#### Document passage ####

# Timing Guide procedure



## little240boy (Jan 13, 2004)

after getting an estimate today from the dealership that changing the timing chain, guides, tensioner and neccesary rings is going to be between 700-800 ballpark, with parts i thought that was retarded to pay that much in labour i thought i should check with your guy's opinion. In canada parts are a little more of course then the US, just to compare. however still thats like 300-400 worth of parts. they said it would probably take the whole day for them to do it. so i bought a FSM and took a look. i'm pretty new to fixing anything on a car, an engine noob if you will. bunch of things to ask:

1)are there any special tools that i'll need other then sockets,torque wrench, and screwdrivers?

2)does the distributor fit in only one way or do you have to line it up somewhere?

3)approx. how long would it take a knowledgable mechanic to do this?

4)what do i need to all take off to get to the front cover?

5)ANYONE who has does this and/or can lend me some tips on what i'm getting myself into would be really appreciated.

Cheers,

Matt


----------



## joerc240sx (Jan 19, 2003)

Well you started in the right place by buying the FSM. Next for us to properly help you we need alittle more info about your 240. do you have a 89-90, 91-94, or 95-98? as all these will have some difrences (more so then others). 

I have done the timing chain on my 90, 240 2 times now. if i had the parts and tools when i started i could get it done in a day.

Tools that are needed off the top of my head
Sockets and wrenchs
10mm
12mm
14mm
19mm (belive the cam bolt size)
24mm (belive is the crank bolt size)

Dampner/Pulley Puller

Torque wrench
phillips and flat head screwdrives
timing light
rubber malet

Basic steps to geting started

Start by draining the engine and radiator
remove the intake piping (if you have the stock box still, discont piping from maf)
remove fan cover, and then fan
you should be able to remove the radiator now with the hoses still atached.

at this point you should have alot more room to work with just follow the FSM from there.

also putting the bolts and little parts into zip lock bags and lableing them helps alot later when your putting stuff back together. i have bags full of left over bolts and parts because i didnt do this the frist time.


----------



## little240boy (Jan 13, 2004)

####

- Task list:
A. Answer these questions from the timing chain thread, giving each answer on its own line with the matching label:
(i) What price range did the dealership give for the job, parts included?
(ii) How many times has joerc240sx replaced the timing chain on the 1990 240?
(iii) Which step comes first in joerc240sx's list of basic steps?
B. For each statement, say whether the timing chain thread supports it. Answer yes or no, and quote the words from the thread that decide it:
(i) The first poster claims considerable experience with car repair.
(ii) A timing light appears among the tools joerc240sx lists.
(iii) The dealership said the work would take about an hour.
C. Write the next part of the timing chain thread, starting from the point where it stops.

#### Data entries ####

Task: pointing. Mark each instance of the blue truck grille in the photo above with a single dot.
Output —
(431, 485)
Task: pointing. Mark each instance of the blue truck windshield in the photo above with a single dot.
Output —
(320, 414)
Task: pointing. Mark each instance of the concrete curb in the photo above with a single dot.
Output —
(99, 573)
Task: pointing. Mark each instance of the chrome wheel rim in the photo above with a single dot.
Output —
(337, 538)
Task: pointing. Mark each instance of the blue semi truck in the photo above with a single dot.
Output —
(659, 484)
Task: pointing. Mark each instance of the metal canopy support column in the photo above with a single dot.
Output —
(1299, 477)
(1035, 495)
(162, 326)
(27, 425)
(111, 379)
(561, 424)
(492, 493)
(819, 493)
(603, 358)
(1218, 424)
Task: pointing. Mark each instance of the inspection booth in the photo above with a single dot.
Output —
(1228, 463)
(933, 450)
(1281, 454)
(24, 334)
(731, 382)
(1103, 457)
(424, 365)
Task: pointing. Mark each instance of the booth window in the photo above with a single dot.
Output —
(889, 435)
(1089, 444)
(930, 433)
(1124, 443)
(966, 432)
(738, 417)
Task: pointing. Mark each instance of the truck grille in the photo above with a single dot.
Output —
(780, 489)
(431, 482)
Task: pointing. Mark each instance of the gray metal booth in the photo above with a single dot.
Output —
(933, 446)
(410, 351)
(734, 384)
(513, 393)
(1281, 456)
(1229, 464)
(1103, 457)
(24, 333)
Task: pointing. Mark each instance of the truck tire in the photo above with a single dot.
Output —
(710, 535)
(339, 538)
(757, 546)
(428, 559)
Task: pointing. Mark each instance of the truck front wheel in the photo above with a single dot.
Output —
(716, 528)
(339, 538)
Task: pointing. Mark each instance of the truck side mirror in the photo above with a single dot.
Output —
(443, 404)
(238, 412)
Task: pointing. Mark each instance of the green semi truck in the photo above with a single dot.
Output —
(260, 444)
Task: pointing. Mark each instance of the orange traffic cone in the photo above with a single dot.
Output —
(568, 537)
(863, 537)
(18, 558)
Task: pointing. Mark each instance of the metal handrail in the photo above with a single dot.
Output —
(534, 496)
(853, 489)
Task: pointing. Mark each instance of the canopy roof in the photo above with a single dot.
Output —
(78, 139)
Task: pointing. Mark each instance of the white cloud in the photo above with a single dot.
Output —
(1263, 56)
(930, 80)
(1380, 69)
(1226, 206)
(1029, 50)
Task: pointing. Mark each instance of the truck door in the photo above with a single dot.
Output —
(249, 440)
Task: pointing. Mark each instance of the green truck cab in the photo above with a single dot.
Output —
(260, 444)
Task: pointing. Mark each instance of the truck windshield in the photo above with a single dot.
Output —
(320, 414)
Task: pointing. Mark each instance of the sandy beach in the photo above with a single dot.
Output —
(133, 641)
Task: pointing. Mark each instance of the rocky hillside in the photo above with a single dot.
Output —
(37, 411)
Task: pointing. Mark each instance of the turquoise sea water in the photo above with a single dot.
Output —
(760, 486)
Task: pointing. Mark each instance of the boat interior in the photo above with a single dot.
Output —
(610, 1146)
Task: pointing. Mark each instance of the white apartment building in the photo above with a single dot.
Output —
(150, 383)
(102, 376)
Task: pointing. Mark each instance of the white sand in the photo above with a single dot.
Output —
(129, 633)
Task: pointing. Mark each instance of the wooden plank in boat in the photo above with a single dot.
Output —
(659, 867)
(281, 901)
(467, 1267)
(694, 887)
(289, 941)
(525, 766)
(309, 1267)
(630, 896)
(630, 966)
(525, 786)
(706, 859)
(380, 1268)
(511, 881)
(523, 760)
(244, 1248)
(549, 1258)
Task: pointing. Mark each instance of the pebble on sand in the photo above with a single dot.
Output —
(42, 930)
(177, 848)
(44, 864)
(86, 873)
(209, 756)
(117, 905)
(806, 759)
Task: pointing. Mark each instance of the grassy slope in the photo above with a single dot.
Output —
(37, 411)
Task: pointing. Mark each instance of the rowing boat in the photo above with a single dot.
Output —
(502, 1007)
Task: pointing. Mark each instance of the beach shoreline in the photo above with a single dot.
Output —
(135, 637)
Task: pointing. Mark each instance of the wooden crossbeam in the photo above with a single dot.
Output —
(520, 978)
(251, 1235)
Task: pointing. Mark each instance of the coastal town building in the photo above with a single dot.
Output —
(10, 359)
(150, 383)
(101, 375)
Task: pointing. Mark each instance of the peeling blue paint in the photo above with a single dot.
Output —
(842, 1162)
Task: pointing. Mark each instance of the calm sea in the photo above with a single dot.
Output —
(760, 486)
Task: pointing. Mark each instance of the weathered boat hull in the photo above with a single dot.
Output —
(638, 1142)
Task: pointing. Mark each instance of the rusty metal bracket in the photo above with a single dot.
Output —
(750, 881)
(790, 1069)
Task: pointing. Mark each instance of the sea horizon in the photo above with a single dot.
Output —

####

- Final answers:
A.
(i) Between 700 and 800, with parts.
(ii) Two times.
(iii) Draining the engine and radiator.

B.
(i) No: "i'm pretty new to fixing anything on a car, an engine noob if you will."
(ii) Yes: "timing light"
(iii) No: "they said it would probably take the whole day for them to do it."

C.
thanks joe for your help. about how much is a pulley puller and a timing light(may be able to borrow these)? how do both these tools work? what do you need the rubber mallot for? i'm still curious about the distributor or do you not need to take it out? in the manual it says you have to take off the oil pump, water pump and the oil pan. is this stuff necessary? oh and its an 89. also, i'm think i'm going to order this timing kit from courtesy nissan but i don't know when my production date was. oh and thanks for the tip with all the screws, i was wondering how the hell i was gonna keep track?!!


----------



## joerc240sx (Jan 19, 2003)

Just about any odd tool you should be able to rent/barow them at most large auto parts stores. Rubber mallot is to help remove the front cover.

As for production date, check on the drivers side door seal, it should have info regarding your 240 and its production date on it. you are going to have to pull out your distriputer, and your oil pump. they are pretty easy to line back up and you can mark the bolts befor you take it out to help get the timing back pretty close. you can even mark the rotor (or take pics of it so that you can be sure you have it lined back up right, digital camera can come in handy) I belive the directions in the FSM is pretty stright forward just read through it a couple times and you should be fine. do you have any friends that are good with cars that could help you?


----------



## Prelude Guy (Jul 19, 2004)

What year is your 240SX. There was a recall for the timing belt guide that might still be available to you. It only applies to 240s within a certain VIN number range.

The place I took mine to was going to still honor the recall even though it is so old. 

I have the info at home. I will PM you the VIN range. Might as well see if they will cover it.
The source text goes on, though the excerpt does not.